> [YOUR INSTRUCTIONS]: Copy out the full passage on U.S. economic expansions and recessions word for word.
== TEXT SECTION
In the post-World-War II era, the U.S. economy has endured 12 expansions and 13 recessions, according to data compiled by the National Bureau of Economic Research. In the decades after the war, the economy followed a familiar pattern – recessions and bear markets were cyclical, typically driven by the Fed raising rates too far to tame growth and inflation.1

But starting in the 1980s through the present day, economic expansions have lasted longer, and recessions and bear markets have largely been event-driven or structural – consider the 2001 tech bubble, the housing crisis and financial meltdown in 2008, and the pandemic. It’s worth noting that the Fed engaged in tightening campaigns in the mid-1980s and mid-1990s, but neither triggered a downturn. And stocks did well.

Looking at the graphic below, readers can see that before 1980, economic expansions were relatively short-lived (except for the 1960s). After 1981, expansions have gotten considerably longer, with the previous four lasting an average of 8.6 years. If a recession were to occur in the second half of 2023 – as many economists were and are projecting – then it would be less than half as long as the post-1981 average.
====
== EXTRACTED DATA
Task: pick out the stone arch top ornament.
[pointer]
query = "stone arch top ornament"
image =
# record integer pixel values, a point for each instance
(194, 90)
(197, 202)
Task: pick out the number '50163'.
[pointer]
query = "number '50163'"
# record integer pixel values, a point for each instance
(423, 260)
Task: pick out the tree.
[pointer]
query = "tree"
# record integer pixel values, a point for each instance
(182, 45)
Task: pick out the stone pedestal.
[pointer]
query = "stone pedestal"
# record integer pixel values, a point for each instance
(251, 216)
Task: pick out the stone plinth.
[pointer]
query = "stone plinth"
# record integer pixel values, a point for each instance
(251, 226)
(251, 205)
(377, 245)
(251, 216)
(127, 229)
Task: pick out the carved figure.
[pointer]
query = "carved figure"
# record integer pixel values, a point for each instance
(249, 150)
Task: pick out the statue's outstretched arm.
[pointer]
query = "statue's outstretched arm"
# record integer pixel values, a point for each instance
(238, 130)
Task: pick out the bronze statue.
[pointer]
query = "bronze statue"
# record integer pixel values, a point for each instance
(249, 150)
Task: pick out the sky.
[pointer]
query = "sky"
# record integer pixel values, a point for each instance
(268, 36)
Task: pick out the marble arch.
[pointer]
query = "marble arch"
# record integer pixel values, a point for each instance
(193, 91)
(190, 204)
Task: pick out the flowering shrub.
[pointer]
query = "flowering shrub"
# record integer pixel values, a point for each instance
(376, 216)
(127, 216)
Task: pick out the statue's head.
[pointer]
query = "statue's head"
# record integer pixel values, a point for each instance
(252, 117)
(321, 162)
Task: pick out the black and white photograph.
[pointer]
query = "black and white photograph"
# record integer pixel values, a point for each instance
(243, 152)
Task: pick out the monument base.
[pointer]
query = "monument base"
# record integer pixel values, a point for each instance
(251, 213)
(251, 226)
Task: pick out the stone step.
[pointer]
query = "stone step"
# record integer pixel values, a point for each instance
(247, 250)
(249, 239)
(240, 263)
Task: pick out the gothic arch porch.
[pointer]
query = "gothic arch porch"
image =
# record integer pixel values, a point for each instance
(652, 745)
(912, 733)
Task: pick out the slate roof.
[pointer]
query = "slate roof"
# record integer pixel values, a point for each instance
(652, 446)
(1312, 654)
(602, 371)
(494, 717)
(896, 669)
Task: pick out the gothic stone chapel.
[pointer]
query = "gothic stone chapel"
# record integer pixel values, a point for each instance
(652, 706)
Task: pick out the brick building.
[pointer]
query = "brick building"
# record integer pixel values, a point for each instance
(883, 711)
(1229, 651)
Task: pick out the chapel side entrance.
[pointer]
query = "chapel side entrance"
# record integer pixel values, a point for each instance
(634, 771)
====
> [EXERCISE ANSWER]:
In the post-World-War II era, the U.S. economy has endured 12 expansions and 13 recessions, according to data compiled by the National Bureau of Economic Research. In the decades after the war, the economy followed a familiar pattern – recessions and bear markets were cyclical, typically driven by the Fed raising rates too far to tame growth and inflation.1

But starting in the 1980s through the present day, economic expansions have lasted longer, and recessions and bear markets have largely been event-driven or structural – consider the 2001 tech bubble, the housing crisis and financial meltdown in 2008, and the pandemic. It’s worth noting that the Fed engaged in tightening campaigns in the mid-1980s and mid-1990s, but neither triggered a downturn. And stocks did well.

Looking at the graphic below, readers can see that before 1980, economic expansions were relatively short-lived (except for the 1960s). After 1981, expansions have gotten considerably longer, with the previous four lasting an average of 8.6 years. If a recession were to occur in the second half of 2023 – as many economists were and are projecting – then it would be less than half as long as the post-1981 average.